* Testo
• • •

Dopo la fine dell’Unione Sovietica e con l’indipendenza dell’Azerbaijan, tra gennaio 1992 e maggio 1994 vi si combatté la prima guerra del Nagorno Karabakh. Il conflitto era stato preceduto, fin dal 1988, da scontri tra armeni e azeri, con violenze e pulizie etniche da entrambe le parti, esito di lunghissime dispute già in epoca sovietica.

Al termine del conflitto, gli armeni avevano stabilito, fin dal 1994, un governo de facto che controllava non solo l’area abitata dagli armeni stessi, ma anche ulteriori porzioni di territorio circostante, precedentemente abitate da azeri, che erano poi stati costretti a lasciare i loro insediamenti. L’estensione del territorio controllato era stata portata a oltre 11.400 kmq. Il conflitto terminò con l’accordo per il cessate il fuoco di Bishkek del 5 maggio 1994. Dal 1992 era stato istituito il Gruppo di Minsk, con lo scopo di favorire le trattative di pace.

La nuova situazione diede vita alla autoproclamata Repubblica dell’Artsakh, capitale Step’anakert, con una popolazione di circa 150.000 abitanti. Da allora, fino al 2020, si susseguono periodi di tregua e momenti di ripresa delle ostilità, come nel 2016, nella cosiddetta “guerra dei quattro giorni”. Una guerra classificata tra i cosiddetti “conflitti congelati”, che preferisco definire “a intensità variabile” e che, in totale, ha causato ben oltre 30.000 morti e 80.000 feriti, oltre ad aver prodotto la fuga di 400.000 armeni dall’Azerbaijan e di 500.000 azeri dall’Armenia.

Tregue e conflitti

Un dramma, quindi, che molti scoprono solo oggi, ma che ha radici profonde nel tempo e nelle difficili relazioni tra armeni e azeri, separati da etnia, religione, tradizioni storico-culturali e interessi economici, pur vivendo in territori confinanti. Erano stati proprio i russi, fino dal XIX secolo, a sostenere le migrazioni di armeni nel territorio del Nagorno Karabakh per favorire un “bilanciamento” tra cristiani e musulmani. Tutti questi spostamenti di popoli, praticati anche da Stalin, senza processi di vera integrazione, hanno dato luogo a enclave chiuse e a conflitti e tragedie. Sul piano diplomatico, nonostante i tentativi del gruppo di Minsk, nessun reale risultato concreto e stabile è mai stato ottenuto, in quanto le diverse trattative di pace sono sempre fallite.

• • •

* Voci fornite
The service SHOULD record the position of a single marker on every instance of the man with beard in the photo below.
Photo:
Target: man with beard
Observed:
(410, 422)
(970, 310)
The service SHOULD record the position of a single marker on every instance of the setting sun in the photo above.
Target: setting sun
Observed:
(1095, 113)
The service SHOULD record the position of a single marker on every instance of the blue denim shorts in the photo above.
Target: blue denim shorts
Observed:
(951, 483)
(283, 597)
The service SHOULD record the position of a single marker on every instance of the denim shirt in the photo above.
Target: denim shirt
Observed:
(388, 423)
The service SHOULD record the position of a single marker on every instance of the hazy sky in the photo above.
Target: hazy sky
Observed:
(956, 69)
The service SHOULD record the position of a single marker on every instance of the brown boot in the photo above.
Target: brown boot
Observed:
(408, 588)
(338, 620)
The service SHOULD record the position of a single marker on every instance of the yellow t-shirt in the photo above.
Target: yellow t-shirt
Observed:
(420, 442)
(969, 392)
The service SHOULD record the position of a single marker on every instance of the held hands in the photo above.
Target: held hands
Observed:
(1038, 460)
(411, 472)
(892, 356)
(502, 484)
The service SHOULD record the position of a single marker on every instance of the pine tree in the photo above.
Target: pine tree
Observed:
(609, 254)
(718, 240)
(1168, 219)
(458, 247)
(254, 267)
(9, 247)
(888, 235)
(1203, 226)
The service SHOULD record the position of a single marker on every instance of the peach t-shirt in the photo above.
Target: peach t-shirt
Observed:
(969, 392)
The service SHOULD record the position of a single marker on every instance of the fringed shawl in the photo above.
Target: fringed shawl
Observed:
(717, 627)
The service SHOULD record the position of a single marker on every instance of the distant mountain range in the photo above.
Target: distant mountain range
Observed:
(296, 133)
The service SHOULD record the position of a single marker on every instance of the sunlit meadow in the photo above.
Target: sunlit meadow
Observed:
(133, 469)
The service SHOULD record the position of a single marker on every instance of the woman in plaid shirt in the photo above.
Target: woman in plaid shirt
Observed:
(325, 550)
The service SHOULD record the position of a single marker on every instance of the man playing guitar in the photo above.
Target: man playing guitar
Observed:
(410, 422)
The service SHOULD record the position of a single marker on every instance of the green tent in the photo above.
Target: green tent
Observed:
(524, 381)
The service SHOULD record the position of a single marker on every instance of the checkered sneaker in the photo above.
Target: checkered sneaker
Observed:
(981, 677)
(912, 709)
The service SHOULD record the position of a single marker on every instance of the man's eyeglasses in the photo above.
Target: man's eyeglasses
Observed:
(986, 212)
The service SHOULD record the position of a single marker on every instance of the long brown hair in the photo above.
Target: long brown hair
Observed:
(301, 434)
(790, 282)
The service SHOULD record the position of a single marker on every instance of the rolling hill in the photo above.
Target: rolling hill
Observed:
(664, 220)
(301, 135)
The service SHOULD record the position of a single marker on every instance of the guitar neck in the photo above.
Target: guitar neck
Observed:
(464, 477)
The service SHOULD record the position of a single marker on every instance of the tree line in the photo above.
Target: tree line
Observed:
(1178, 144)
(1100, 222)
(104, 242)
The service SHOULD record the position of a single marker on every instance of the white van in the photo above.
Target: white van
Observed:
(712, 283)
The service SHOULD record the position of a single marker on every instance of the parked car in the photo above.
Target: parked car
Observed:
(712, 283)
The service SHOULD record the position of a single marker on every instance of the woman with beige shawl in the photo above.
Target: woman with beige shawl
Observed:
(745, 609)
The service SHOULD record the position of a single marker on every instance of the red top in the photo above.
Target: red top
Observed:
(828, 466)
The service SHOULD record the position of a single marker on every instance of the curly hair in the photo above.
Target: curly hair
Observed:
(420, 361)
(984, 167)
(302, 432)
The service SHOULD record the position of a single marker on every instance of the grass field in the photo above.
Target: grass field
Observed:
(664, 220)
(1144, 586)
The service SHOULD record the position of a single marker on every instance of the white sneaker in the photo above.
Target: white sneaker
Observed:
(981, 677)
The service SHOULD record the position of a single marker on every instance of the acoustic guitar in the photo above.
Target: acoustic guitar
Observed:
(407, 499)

• • •

* Le tue istruzioni
In base al testo, con quale accordo e in quale data terminò la prima guerra del Nagorno Karabakh?

* Risultato del compito
Con l'accordo per il cessate il fuoco di Bishkek del 5 maggio 1994.